## Provided passage:
* * *
I decided that rather than risk damaging AHS3903’s irreplaceable original block I would build up a special competition engine if I was going to use the car in future events. The specs that I laid down for the engine were these:

1. Taxi crank with a 4” stroke (rather than the original 4.375”)
2. Lightweight forged pistons
3. Carrillo connecting rods
4. Big valves and gas flowed 100S head
5. Cam with 300 degree duration and 0.500” valve lift
6. Lightweight flywheel
7. Crank triggered electronic ignition
8. 2 x 45DCOE Weber carburetors
9. Adjustable cam timing
10. 10.5 / 1 compression
11. Strapped center main bearing
12. Gear reduction starter

I figured, in blissful ignorance, that an engine with these specs should wind up to 7000 r.p.m. and develop over 200 BHP. I was lucky enough to have a spare head, exhaust manifold, and a “one off” intake manifold for the Webers which have different mounting stud configurations than the DCO3 Webers available from the factory as an option for the 100S. I could modify a standard 100 block and I managed to buy 2 NOS FX3 taxi crankshafts, with bearings on EBay!!
Other items such as the modified rocker cover, flat plate tappet cover, special distributor and tachometer drive, and enlarged oil pan were relatively easily copied from the ones in the original engine.
* * *
## Data records:
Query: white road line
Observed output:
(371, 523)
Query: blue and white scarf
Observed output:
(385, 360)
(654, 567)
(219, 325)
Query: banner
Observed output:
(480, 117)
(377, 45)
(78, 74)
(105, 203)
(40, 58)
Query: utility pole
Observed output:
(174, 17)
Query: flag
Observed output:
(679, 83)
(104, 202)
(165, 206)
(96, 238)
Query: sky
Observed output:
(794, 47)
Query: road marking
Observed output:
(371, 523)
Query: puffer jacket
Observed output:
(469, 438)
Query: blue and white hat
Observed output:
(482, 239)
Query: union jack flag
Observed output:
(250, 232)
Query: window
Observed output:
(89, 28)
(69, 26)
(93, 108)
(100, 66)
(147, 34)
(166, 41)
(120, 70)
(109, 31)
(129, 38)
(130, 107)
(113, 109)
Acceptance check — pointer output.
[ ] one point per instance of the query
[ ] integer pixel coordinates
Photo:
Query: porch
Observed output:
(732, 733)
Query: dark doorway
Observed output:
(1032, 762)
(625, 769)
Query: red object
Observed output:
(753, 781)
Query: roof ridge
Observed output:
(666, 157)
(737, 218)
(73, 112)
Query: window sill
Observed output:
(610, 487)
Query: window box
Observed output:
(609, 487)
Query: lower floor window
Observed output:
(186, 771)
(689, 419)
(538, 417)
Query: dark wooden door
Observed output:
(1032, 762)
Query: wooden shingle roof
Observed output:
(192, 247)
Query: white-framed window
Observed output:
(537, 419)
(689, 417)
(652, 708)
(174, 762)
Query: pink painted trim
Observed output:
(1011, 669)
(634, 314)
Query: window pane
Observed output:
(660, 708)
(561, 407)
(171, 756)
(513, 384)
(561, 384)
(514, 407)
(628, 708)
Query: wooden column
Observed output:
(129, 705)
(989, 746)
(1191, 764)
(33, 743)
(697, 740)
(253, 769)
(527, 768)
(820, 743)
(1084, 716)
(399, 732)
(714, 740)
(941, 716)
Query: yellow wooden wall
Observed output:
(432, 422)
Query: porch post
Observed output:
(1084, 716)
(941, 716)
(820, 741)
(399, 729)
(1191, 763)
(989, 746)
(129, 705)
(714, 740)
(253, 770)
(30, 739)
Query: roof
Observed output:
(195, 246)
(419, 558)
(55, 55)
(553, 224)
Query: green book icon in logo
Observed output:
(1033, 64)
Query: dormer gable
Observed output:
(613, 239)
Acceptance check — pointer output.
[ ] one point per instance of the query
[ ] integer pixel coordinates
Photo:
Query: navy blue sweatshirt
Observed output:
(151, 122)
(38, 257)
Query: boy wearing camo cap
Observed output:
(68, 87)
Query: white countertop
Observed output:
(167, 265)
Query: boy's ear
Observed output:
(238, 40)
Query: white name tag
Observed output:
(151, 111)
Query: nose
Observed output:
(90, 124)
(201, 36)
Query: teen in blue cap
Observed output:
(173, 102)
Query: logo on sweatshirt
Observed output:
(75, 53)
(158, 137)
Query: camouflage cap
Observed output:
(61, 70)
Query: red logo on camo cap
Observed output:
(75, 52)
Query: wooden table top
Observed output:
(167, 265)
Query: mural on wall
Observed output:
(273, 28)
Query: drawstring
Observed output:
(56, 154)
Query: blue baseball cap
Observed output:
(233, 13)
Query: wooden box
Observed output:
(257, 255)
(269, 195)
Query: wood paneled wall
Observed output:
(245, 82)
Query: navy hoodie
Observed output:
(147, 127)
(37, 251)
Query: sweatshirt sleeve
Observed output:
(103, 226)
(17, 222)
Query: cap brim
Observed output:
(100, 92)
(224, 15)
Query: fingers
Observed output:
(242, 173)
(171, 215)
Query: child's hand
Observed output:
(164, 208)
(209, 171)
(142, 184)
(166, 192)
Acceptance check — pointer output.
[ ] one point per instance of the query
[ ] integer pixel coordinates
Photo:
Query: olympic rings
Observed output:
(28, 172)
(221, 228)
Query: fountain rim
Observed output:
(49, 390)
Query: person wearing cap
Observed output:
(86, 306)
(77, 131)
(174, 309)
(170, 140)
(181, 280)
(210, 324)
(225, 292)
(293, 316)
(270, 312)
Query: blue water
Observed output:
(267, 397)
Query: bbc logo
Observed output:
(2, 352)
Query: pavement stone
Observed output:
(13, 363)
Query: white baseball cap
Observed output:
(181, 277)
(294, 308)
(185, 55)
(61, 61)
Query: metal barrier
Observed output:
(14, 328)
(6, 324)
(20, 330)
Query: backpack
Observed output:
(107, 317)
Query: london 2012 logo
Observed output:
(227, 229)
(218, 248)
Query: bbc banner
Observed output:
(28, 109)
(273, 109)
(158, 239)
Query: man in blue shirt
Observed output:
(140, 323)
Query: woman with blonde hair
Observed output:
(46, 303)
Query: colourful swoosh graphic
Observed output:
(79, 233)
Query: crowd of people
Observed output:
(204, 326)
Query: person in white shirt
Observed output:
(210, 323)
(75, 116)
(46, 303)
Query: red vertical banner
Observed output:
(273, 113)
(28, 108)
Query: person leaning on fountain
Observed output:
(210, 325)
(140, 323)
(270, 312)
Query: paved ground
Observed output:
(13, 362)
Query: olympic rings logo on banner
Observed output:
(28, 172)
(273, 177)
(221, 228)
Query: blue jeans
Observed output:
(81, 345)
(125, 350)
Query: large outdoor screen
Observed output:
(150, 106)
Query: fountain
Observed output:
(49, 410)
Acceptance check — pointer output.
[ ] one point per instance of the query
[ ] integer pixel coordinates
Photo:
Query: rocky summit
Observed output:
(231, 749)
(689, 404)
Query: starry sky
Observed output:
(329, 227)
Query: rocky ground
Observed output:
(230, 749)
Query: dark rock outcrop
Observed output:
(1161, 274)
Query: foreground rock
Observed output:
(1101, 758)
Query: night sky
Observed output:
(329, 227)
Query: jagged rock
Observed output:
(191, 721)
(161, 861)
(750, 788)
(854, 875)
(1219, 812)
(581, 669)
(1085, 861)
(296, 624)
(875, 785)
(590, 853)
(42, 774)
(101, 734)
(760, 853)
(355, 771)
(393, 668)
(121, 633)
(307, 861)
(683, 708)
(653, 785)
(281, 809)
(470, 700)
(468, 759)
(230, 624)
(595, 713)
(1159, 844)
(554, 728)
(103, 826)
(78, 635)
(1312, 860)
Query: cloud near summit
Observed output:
* * *
## Given problem A:
Answer these questions using the competition engine passage, one answer per line:
(i) What stroke does the taxi crank listed in the engine specs have?
(ii) How many NOS FX3 taxi crankshafts were bought on EBay?
(iii) To what r.p.m. was the engine expected to wind up?
## Given problem B:
Return the portion of the competition engine passage starting at "I figured, in" and ending at "the original engine.".
## Given problem C:
Resume the passage about building the competition engine from the point where it stops.

## Response A:
(i) 4”
(ii) 2
(iii) 7000 r.p.m.

## Response B:
I figured, in blissful ignorance, that an engine with these specs should wind up to 7000 r.p.m. and develop over 200 BHP. I was lucky enough to have a spare head, exhaust manifold, and a “one off” intake manifold for the Webers which have different mounting stud configurations than the DCO3 Webers available from the factory as an option for the 100S. I could modify a standard 100 block and I managed to buy 2 NOS FX3 taxi crankshafts, with bearings on EBay!!
Other items such as the modified rocker cover, flat plate tappet cover, special distributor and tachometer drive, and enlarged oil pan were relatively easily copied from the ones in the original engine.

## Response C:
I was prompted into finishing the engine when I decided to take AHS3903 into the 2002 Targa Newfoundland but the rules for the Targa necessitated the elimination of the crank triggered ignition.

When time came to do the necessary machining and assemble all the parts I was simply too busy to take it on, so I sent the whole lot down to Barry Sale of PHP Racengines in Chicago and asked him to see what he could achieve. The biggest issue was repositioning the head studs in a standard 100 block to take the 100S head. The problem is that inside a block the manufacturer casts special bosses which are drilled and tapped to accommodate the head studs. In cross section the deck looks like this.

block-boss.jpg

Of course if you decide that you have to move the studs there are no bosses in the new positions so you end up with either very shallow threads, or worse yet, trying to cut a thread where one side is into a boss and the other is not. In addition to this head stud issue Barry encountered a problem with fitting the Diesel crank into the 100 block. The problem was that the thrust faces on the center main bearing of the taxi crank were closer together than they are on a standard 100 crank. This required some fairly unusual machining of the block and the narrowing of the center main bearing shells.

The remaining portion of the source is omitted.